● Written instruction
Every entry must be duplicated precisely as written.

(Dataset rows)
___

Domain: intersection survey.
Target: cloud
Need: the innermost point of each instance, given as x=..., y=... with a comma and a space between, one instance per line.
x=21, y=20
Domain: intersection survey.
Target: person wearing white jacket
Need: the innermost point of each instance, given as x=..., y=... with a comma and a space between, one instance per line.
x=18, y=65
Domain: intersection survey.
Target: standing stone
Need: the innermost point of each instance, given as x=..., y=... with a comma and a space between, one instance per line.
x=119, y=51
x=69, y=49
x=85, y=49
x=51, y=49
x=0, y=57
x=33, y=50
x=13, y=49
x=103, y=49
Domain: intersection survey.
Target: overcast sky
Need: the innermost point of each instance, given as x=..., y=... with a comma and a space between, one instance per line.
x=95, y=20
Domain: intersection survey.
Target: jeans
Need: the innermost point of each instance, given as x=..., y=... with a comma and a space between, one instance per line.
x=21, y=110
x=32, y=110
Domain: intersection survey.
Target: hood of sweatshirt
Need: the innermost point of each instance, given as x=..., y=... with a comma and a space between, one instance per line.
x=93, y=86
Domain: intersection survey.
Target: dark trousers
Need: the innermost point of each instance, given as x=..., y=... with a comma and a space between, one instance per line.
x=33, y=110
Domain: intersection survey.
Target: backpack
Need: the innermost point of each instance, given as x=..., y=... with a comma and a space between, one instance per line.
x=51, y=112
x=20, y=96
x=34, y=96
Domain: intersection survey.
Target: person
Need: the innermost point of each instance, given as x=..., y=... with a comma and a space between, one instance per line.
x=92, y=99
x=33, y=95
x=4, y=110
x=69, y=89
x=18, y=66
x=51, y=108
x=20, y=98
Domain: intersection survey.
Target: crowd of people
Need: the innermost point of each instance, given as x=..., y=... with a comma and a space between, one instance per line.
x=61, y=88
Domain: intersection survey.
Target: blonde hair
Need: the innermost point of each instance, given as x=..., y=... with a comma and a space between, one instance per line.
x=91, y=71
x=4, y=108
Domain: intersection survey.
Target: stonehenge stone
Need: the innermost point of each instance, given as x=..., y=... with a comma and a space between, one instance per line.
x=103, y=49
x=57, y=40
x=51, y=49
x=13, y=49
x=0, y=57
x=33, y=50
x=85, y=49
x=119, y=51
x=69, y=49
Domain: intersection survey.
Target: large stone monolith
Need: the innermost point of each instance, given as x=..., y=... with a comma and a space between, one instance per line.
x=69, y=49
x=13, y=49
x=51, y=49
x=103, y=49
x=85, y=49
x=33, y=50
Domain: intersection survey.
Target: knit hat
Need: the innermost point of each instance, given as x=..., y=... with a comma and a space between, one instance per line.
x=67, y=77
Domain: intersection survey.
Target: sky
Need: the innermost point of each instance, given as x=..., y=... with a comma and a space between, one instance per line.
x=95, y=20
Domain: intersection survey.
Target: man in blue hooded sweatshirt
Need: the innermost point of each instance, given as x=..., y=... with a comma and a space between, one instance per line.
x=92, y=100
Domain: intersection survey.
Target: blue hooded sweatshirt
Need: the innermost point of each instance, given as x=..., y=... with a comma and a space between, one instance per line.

___

● Written response
Domain: intersection survey.
Target: cloud
Need: the innermost point of each instance, given as x=..., y=... with a comma and a space between, one instance per line.
x=21, y=20
Domain: intersection survey.
Target: person wearing white jacket
Need: the innermost point of each instance, given as x=..., y=... with a comma and a space between, one instance per line.
x=18, y=65
Domain: intersection survey.
Target: standing stone
Need: the innermost point of each instance, given as x=..., y=... with a comma and a space between, one instance per line.
x=119, y=51
x=69, y=49
x=85, y=49
x=51, y=49
x=0, y=57
x=33, y=50
x=13, y=49
x=103, y=49
Domain: intersection survey.
Target: overcast sky
Need: the innermost point of each instance, given as x=..., y=... with a comma and a space between, one instance per line.
x=95, y=20
Domain: intersection survey.
Target: jeans
Need: the innermost point of each instance, given as x=..., y=... with a comma and a space between, one instance per line.
x=21, y=110
x=32, y=110
Domain: intersection survey.
Target: hood of sweatshirt
Need: the innermost point of each instance, given as x=..., y=... with a comma and a space between, one instance per line.
x=93, y=86
Domain: intersection survey.
Target: dark trousers
Need: the innermost point of each instance, given as x=..., y=... with a comma and a space between, one instance per line.
x=33, y=110
Domain: intersection survey.
Target: backpack
Need: the innermost point of each instance, given as x=..., y=... with a comma and a space between, one instance per line.
x=51, y=112
x=20, y=96
x=34, y=96
Domain: intersection survey.
Target: person
Need: the innermost point of each instance, given as x=..., y=... with a comma and a space between, one instance per line.
x=92, y=99
x=33, y=95
x=4, y=110
x=69, y=89
x=18, y=66
x=51, y=108
x=20, y=98
Domain: intersection survey.
Target: crowd of people
Need: the innermost point of each instance, given as x=..., y=... with a comma and a space between, one instance per line.
x=61, y=88
Domain: intersection survey.
Target: blonde hair
Need: the innermost point of each instance, given as x=..., y=... with a comma and a space between, one instance per line.
x=91, y=71
x=4, y=108
Domain: intersection survey.
Target: stonehenge stone
Need: the innermost point of each instance, given as x=..., y=... with a comma and a space between, one instance per line.
x=103, y=49
x=57, y=40
x=51, y=49
x=13, y=49
x=0, y=57
x=33, y=50
x=85, y=49
x=119, y=51
x=69, y=49
Domain: intersection survey.
Target: large stone monolith
Need: the innermost point of each instance, given as x=..., y=... with a comma and a space between, one instance per line.
x=69, y=49
x=13, y=49
x=51, y=49
x=103, y=49
x=85, y=49
x=33, y=50
Domain: intersection survey.
Target: knit hat
Need: the innermost point of each instance, given as x=..., y=... with a comma and a space between, one instance per line.
x=67, y=77
Domain: intersection survey.
Target: sky
Need: the innermost point of each instance, given as x=..., y=... with a comma and a space between, one instance per line.
x=95, y=20
Domain: intersection survey.
Target: man in blue hooded sweatshirt
Need: the innermost point of each instance, given as x=..., y=... with a comma and a space between, one instance per line.
x=92, y=100
Domain: intersection survey.
Target: blue hooded sweatshirt
Need: the innermost point of each instance, given as x=..., y=... with a comma and a space between, one instance per line.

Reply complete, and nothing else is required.